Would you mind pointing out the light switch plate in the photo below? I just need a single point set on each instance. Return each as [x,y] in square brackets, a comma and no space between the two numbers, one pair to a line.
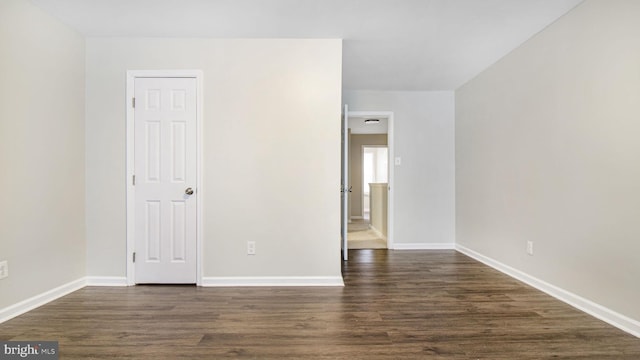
[4,269]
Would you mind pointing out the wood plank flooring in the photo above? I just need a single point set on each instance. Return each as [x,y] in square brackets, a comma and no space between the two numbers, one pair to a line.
[396,305]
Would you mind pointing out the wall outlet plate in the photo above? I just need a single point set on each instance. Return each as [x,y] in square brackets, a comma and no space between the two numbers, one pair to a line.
[4,269]
[530,247]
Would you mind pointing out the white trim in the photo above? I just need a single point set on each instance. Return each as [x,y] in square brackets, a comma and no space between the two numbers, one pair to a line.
[391,154]
[130,202]
[38,300]
[424,246]
[598,311]
[273,281]
[107,281]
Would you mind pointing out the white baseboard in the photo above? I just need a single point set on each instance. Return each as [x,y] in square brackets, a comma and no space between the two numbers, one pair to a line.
[273,281]
[607,315]
[107,281]
[423,246]
[36,301]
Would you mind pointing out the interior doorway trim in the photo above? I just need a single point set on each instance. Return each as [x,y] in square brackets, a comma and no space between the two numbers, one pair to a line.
[390,144]
[130,201]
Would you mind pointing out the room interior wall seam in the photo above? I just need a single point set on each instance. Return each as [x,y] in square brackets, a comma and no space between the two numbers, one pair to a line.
[596,310]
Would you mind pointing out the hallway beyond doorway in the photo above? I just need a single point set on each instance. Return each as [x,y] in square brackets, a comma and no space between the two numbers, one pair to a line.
[361,236]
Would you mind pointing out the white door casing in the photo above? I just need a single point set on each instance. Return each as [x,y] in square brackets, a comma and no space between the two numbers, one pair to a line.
[162,199]
[345,188]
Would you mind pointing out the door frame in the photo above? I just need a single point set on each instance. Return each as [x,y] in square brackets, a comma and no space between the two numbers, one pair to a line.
[362,175]
[130,163]
[390,145]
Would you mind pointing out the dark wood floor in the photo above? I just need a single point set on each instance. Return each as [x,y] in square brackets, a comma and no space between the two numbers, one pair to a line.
[396,305]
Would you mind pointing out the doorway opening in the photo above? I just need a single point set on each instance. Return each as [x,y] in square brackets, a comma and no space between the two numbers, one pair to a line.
[370,178]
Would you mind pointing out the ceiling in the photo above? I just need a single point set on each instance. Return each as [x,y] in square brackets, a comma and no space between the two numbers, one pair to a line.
[393,45]
[358,126]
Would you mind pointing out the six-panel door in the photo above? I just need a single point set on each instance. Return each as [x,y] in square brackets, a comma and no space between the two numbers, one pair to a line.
[165,170]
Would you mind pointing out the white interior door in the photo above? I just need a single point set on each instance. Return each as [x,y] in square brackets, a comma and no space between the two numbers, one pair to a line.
[344,220]
[165,180]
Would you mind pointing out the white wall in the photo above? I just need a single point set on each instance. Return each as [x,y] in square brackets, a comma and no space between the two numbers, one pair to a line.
[271,133]
[41,152]
[423,136]
[547,150]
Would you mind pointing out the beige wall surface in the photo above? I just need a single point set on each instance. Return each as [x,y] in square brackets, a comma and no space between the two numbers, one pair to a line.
[423,137]
[42,225]
[271,162]
[356,142]
[547,151]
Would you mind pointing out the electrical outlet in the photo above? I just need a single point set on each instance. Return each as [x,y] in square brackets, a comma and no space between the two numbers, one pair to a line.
[4,269]
[530,247]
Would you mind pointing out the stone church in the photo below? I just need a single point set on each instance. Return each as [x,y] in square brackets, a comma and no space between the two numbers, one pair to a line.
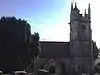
[76,55]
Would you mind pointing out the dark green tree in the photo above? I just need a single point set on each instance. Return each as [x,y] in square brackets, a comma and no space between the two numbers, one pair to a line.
[16,47]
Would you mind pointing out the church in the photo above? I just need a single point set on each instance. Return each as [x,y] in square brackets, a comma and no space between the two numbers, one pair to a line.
[76,55]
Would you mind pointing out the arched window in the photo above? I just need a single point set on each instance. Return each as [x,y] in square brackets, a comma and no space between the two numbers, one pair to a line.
[52,69]
[83,27]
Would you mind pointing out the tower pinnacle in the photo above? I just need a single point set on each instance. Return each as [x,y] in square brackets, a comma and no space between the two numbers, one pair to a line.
[89,12]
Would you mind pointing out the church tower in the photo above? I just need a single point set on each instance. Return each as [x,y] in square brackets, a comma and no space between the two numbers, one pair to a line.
[81,40]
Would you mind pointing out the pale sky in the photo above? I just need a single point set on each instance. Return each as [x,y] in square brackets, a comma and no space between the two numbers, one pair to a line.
[50,18]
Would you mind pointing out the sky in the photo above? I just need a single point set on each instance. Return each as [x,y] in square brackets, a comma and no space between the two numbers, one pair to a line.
[50,18]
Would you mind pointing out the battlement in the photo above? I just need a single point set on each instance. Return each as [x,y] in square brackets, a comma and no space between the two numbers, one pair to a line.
[75,14]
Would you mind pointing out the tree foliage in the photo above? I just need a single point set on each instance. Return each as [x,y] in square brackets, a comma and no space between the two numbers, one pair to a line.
[16,46]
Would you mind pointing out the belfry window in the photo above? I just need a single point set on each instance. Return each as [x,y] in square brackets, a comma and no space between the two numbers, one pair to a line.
[52,69]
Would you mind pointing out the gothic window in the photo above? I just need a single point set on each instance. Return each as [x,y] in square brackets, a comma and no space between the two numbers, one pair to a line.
[52,69]
[83,27]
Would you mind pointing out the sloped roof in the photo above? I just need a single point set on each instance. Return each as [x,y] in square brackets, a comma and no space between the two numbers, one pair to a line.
[54,49]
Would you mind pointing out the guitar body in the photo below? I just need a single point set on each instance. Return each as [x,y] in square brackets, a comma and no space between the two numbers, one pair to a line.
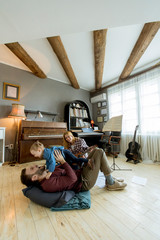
[132,152]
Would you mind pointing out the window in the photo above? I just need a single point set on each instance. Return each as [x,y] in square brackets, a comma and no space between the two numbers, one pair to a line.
[139,102]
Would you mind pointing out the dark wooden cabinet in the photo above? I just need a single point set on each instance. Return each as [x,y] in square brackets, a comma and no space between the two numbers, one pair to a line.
[77,115]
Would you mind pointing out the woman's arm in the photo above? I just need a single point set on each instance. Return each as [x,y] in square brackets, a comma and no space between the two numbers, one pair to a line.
[60,182]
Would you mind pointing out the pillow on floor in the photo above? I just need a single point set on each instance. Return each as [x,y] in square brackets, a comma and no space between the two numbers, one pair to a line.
[45,199]
[81,200]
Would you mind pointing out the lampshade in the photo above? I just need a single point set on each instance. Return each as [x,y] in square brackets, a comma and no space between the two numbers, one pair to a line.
[113,125]
[17,111]
[40,115]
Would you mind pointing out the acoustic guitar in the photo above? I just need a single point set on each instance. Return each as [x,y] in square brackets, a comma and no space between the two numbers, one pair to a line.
[132,152]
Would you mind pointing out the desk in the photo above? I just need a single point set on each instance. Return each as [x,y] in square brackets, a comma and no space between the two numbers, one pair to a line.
[2,145]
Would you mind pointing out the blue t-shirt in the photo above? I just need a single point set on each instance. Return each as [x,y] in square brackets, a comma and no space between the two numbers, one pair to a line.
[49,157]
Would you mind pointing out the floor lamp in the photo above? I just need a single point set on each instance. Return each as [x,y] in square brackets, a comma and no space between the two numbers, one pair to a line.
[18,114]
[114,125]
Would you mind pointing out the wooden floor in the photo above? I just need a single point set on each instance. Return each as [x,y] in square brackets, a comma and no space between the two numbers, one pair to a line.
[131,214]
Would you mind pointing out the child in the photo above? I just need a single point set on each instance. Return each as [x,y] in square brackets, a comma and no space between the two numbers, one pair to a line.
[38,150]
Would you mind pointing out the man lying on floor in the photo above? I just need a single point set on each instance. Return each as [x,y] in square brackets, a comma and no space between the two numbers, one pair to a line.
[65,178]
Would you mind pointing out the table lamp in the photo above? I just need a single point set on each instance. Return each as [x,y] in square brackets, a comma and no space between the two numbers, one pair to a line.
[18,114]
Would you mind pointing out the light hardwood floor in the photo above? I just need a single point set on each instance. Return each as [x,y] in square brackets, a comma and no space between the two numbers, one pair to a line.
[131,214]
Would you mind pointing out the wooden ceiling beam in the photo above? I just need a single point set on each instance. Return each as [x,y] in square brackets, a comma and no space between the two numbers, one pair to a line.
[59,50]
[99,55]
[17,49]
[147,34]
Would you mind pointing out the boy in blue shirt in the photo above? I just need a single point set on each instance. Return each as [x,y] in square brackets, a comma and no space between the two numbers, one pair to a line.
[38,150]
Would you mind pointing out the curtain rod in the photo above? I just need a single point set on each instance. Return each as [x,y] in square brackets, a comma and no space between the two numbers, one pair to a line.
[130,77]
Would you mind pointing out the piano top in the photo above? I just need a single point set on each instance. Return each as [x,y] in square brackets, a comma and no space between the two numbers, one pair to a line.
[89,134]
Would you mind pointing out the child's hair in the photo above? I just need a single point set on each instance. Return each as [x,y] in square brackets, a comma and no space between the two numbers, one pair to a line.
[36,145]
[65,143]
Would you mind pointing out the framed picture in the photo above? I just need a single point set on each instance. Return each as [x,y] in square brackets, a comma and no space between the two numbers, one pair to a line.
[104,104]
[98,112]
[105,119]
[99,104]
[103,111]
[99,119]
[11,91]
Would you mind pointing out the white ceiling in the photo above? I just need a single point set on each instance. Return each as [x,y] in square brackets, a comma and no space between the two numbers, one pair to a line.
[30,22]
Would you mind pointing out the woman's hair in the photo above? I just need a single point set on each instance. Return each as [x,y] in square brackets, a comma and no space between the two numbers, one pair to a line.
[36,145]
[65,143]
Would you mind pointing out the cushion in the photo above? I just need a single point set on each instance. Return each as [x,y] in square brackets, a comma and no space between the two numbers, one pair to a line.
[81,200]
[46,199]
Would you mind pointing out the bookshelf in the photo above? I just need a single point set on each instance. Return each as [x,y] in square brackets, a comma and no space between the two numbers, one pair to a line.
[77,115]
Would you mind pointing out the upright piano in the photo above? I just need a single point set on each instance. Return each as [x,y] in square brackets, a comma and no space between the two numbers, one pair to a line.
[48,133]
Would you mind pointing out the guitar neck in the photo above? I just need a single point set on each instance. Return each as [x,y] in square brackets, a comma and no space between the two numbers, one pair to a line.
[134,137]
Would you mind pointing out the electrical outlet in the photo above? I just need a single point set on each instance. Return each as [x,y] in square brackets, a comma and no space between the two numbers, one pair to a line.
[11,146]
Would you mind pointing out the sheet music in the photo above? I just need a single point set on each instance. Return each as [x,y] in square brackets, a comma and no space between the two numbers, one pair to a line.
[113,124]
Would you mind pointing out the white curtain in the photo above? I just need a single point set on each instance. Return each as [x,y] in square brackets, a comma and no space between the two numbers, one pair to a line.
[138,100]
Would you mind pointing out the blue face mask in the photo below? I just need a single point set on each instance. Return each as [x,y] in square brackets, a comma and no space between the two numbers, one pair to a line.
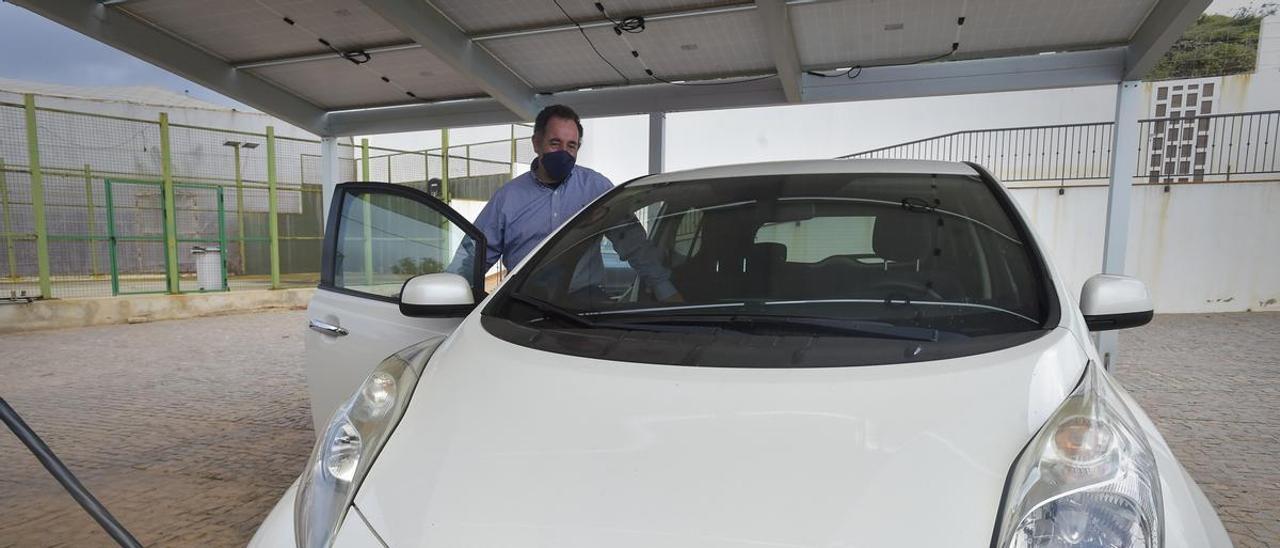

• What is needed:
Output only the lines from the line that contains "Would you mind pointing out the bookshelf" through the end of the material, both ends included, and skip every picture.

• Reply:
Would you mind pointing out the bookshelf in the photo above? I just need a single point set on each instance. Return each as [x,y] in square brackets, a comma and no space between the two numbers, one pair to a line.
[77,115]
Would you mind pointing out the upright piano in the photo above? I just need a single point set on each instance. Return each as [x,y] in square brackets, a comma and no space between the two numbers, one pair to a line.
[48,133]
Would you mind pointing out the guitar neck in the photo above? I just need a single point set on each instance. Return each as [x,y] in square brackets, a comma and no space between the two numbers, one pair to a line.
[134,137]
Would you mind pointing out the electrical outlet in the photo above? I just need a single point set on each instance. Return each as [x,y] in square brackets, a comma and no space between the two numbers, one pair to a line.
[11,146]
Would you mind pointing out the sheet music in the photo above? I just need a single point set on each instance. Return each as [x,y] in square brackets, a comma and no space between the two numbers, one pair to a line.
[113,124]
Would you mind pointing out the white curtain in the photo above? I just need a single point set on each instance. Return each as [x,y] in square brackets, a comma and no space between the two numbers, one pair to a line.
[138,100]
Would you mind pointing out the blue face mask in the photo below? I just need a single point set on each instance. Return each as [x,y] in square brackets, a comma and no space between the two numbers, one pair to a line.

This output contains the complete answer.